Kutipan Dokumen:
####################

12 September 2009

KPPK: DPR Kerdilkan Institusi Pemberantasan Korupsi

Bingkai Merah, Jakarta – Koalisi Penyelamat Pemberantasan Korupsi menilai poin-poin pembahasan Rancangan Undang-undang Pengadilan Tindak Pidana Korupsi di Dewan Perwakilan Rakyat kian mengerdilkan kewenangan institusi pemberantasan korupsi.


Peneliti Konstitusi dan Peradilan Konsorsium Reformasi Hukum Nasional Wahyudi Djafar mengatakan, meski Panitia Kerja RUU Pengadilan Tipikor hampir menyelesaikan pembahasan RUU ini, eksistensi Pengadilan Tipikor justru terancam karena buruknya beberapa materi yang disepakati. “Tidak hanya itu, poin-poin yang dibicarakan dalam pembahasan di Panja juga mengancam keberadaan Komisi Pemberantasan Korupsi,” kata Wahyudi pada diskusi “Panja Harus Hentikan Pembajakan Materi RUU Pengadilan Tipikor” di Jakarta, Rabu (9/9).

Artinya, RUU Pengadilan Tipikor yang dibahas di DPR justru tidak memperkuat basis hukum bagi upaya pemberantasan korupsi. “DPR mencoba melakukan pembusukan terhadap masifnya langkah pemberantasan korupsi yang dilakukan KPK dan Pengadilan Tipikor dengan mengerdilkan kewenangan-kewenangannya.”

####################

Data Baris:
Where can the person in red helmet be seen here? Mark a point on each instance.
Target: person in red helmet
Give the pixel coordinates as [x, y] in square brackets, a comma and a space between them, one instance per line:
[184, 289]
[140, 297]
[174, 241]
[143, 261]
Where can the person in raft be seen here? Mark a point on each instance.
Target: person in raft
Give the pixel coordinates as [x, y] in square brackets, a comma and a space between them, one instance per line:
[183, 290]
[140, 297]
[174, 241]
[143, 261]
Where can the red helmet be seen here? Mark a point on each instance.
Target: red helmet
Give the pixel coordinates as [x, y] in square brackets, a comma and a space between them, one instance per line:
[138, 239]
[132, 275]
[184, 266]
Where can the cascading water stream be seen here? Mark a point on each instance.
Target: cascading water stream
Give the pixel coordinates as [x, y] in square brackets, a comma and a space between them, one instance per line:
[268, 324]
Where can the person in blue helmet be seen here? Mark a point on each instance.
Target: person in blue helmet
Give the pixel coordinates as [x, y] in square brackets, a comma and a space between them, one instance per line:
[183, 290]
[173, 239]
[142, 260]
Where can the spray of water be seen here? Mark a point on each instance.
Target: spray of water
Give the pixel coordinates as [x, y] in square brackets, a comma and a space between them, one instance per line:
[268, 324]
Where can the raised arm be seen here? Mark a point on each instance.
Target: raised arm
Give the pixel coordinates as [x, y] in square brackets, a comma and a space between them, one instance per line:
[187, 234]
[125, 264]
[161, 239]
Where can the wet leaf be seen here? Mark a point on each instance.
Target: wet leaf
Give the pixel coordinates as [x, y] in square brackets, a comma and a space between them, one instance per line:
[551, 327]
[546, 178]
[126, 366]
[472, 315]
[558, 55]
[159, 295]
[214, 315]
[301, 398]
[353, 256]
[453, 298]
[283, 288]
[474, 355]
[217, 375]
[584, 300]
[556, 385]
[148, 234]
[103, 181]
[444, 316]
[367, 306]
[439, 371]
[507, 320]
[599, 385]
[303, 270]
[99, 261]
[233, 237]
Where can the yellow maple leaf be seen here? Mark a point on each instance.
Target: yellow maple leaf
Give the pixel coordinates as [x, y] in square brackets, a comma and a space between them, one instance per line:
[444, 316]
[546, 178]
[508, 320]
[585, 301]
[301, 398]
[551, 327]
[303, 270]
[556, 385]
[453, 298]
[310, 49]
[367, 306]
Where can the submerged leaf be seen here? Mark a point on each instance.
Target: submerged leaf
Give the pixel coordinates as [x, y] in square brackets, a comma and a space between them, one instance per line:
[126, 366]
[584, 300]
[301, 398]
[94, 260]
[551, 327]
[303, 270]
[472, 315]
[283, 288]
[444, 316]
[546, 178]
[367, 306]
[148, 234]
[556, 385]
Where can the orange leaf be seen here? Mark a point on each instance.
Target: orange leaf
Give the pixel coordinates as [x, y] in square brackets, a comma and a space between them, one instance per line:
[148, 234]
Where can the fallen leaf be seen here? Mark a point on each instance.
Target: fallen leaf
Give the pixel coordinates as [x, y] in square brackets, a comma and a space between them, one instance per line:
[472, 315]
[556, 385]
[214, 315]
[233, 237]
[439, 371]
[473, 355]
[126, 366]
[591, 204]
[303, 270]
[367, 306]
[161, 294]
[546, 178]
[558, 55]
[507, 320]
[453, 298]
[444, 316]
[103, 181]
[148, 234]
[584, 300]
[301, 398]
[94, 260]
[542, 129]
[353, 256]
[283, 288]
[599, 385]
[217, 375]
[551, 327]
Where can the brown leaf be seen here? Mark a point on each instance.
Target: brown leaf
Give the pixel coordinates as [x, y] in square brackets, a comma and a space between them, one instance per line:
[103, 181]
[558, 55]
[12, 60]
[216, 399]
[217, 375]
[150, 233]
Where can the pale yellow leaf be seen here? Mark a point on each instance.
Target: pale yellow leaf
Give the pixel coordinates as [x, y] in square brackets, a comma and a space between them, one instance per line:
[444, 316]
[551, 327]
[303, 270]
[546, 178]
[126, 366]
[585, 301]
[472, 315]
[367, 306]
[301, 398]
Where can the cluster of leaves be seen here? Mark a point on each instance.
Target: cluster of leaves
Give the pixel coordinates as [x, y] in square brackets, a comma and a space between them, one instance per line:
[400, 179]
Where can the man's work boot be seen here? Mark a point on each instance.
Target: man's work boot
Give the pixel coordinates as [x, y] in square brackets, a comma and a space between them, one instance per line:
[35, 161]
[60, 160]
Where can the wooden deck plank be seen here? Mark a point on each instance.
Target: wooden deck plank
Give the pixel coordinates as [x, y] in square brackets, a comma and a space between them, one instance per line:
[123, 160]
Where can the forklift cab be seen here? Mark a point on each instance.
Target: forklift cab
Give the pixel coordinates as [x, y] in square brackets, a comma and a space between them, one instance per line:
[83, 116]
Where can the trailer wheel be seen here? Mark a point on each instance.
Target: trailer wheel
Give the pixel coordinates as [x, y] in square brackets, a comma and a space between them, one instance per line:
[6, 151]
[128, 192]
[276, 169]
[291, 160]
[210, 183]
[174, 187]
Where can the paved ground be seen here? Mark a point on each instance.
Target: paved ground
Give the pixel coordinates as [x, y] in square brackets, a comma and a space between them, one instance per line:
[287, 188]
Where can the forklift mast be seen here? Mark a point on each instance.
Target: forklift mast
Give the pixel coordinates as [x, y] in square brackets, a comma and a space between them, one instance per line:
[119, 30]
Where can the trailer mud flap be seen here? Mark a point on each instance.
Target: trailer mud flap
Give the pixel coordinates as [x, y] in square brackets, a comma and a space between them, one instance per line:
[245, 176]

####################

Tugas:
(1) Jawablah pertanyaan berikut berdasarkan teks berita di atas:
(a) Menurut teks berita, siapa yang menilai pembahasan RUU Pengadilan Tindak Pidana Korupsi di DPR kian mengerdilkan kewenangan institusi pemberantasan korupsi?
(b) Apa jabatan Wahyudi Djafar?
(c) Apa judul diskusi tempat Wahyudi berbicara?
(2) Tulis ulang bagian teks berita di atas dengan mengganti "Dewan Perwakilan Rakyat" menjadi "parlemen". Mulailah pada kata "Bingkai Merah, Jakarta" dan berhentilah setelah kata "Jakarta, Rabu (9/9).".

Daftar Jawaban:
(1)
(a) Koalisi Penyelamat Pemberantasan Korupsi
(b) Peneliti Konstitusi dan Peradilan Konsorsium Reformasi Hukum Nasional
(c) "Panja Harus Hentikan Pembajakan Materi RUU Pengadilan Tipikor"

(2)
Bingkai Merah, Jakarta – Koalisi Penyelamat Pemberantasan Korupsi menilai poin-poin pembahasan Rancangan Undang-undang Pengadilan Tindak Pidana Korupsi di parlemen kian mengerdilkan kewenangan institusi pemberantasan korupsi.


Peneliti Konstitusi dan Peradilan Konsorsium Reformasi Hukum Nasional Wahyudi Djafar mengatakan, meski Panitia Kerja RUU Pengadilan Tipikor hampir menyelesaikan pembahasan RUU ini, eksistensi Pengadilan Tipikor justru terancam karena buruknya beberapa materi yang disepakati. “Tidak hanya itu, poin-poin yang dibicarakan dalam pembahasan di Panja juga mengancam keberadaan Komisi Pemberantasan Korupsi,” kata Wahyudi pada diskusi “Panja Harus Hentikan Pembajakan Materi RUU Pengadilan Tipikor” di Jakarta, Rabu (9/9).